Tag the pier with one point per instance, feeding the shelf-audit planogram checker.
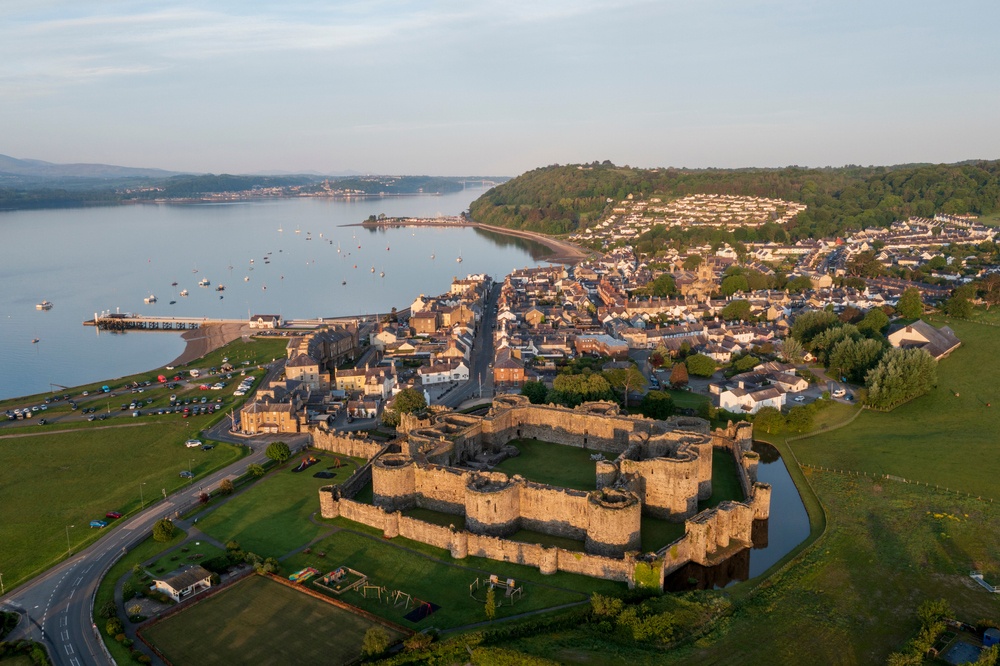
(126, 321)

· · · · · · ·

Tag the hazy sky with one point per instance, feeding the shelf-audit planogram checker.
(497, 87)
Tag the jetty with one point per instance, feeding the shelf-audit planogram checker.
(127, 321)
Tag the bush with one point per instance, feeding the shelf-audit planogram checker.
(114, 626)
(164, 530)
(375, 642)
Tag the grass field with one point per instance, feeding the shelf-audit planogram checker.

· · · · · · ·

Above are the records; copy exactly the lines from the line with "Tag the hazy" through the line with "Tag the grass", both included.

Tag the hazy sky with one point per instance, feeding the shelf-audit planogram checker.
(497, 87)
Tag the jetty with one point per instance, feeding the shelf-audit planogram checker.
(127, 321)
Tag the bush with one point per instance, feeding the shelf-audit planogram checker.
(114, 626)
(164, 530)
(375, 642)
Tag the grass field with one point per instance, feeding the shelf-audit planogram checker.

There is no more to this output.